Collected data entries:
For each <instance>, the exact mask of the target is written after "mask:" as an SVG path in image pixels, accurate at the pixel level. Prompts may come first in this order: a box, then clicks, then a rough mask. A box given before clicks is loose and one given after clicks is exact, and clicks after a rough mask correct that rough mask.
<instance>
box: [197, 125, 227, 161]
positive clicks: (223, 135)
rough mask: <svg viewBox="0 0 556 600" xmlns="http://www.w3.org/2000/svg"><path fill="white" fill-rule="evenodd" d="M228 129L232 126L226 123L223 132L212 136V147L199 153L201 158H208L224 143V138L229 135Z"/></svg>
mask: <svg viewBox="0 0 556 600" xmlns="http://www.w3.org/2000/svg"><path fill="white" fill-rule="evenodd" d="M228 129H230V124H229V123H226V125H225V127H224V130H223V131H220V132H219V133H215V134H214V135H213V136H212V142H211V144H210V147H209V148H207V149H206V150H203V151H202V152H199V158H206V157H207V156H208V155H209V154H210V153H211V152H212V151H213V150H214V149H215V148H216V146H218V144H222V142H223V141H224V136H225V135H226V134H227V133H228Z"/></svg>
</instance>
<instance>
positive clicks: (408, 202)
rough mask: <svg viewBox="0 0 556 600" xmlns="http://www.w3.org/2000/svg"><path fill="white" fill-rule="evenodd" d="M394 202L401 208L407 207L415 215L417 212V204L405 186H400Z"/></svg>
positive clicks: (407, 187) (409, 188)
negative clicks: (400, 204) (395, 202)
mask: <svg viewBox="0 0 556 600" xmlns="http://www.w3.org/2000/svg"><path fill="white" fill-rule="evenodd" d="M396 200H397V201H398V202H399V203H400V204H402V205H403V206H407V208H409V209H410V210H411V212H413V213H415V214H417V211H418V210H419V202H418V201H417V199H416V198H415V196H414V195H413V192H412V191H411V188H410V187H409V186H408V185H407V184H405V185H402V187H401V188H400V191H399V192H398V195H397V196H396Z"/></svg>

TRY IT:
Update the items above by changing every "rough mask" to "coarse mask" and leaving everything else as it is.

TASK RESPONSE:
For each <instance>, the exact mask of the target is written after "mask:" as an SVG path in image pixels, accurate at the pixel level. Prompts may come first in this order: a box, then clicks, then a coarse mask. A box given before clicks is loose and one given after clicks is exact, and clicks after a coarse mask correct that coarse mask.
<instance>
box: [197, 125, 227, 161]
positive clicks: (223, 135)
coarse mask: <svg viewBox="0 0 556 600" xmlns="http://www.w3.org/2000/svg"><path fill="white" fill-rule="evenodd" d="M228 129L232 126L226 123L223 132L212 136V147L199 153L201 158H208L224 143V138L229 135Z"/></svg>
mask: <svg viewBox="0 0 556 600" xmlns="http://www.w3.org/2000/svg"><path fill="white" fill-rule="evenodd" d="M228 129H230V124H229V123H226V125H225V127H224V130H223V131H220V132H219V133H215V134H214V135H213V136H212V142H211V144H210V147H209V148H207V149H206V150H203V151H202V152H199V158H206V157H207V156H208V155H209V154H210V153H211V152H212V151H213V150H214V149H215V148H216V146H218V144H222V142H223V141H224V136H225V135H226V134H227V133H228Z"/></svg>
</instance>
<instance>
positive clicks: (408, 202)
coarse mask: <svg viewBox="0 0 556 600" xmlns="http://www.w3.org/2000/svg"><path fill="white" fill-rule="evenodd" d="M394 202L401 208L407 207L415 215L417 212V204L405 186H400Z"/></svg>
positive clicks: (407, 187) (409, 188)
negative clicks: (400, 204) (395, 202)
mask: <svg viewBox="0 0 556 600" xmlns="http://www.w3.org/2000/svg"><path fill="white" fill-rule="evenodd" d="M396 200H397V201H398V202H399V203H400V204H402V205H403V206H407V208H409V209H410V210H411V212H413V213H415V214H417V211H418V210H419V202H418V201H417V199H416V198H415V196H414V195H413V192H412V191H411V188H410V187H409V186H408V185H407V184H405V185H402V187H401V188H400V191H399V192H398V195H397V196H396Z"/></svg>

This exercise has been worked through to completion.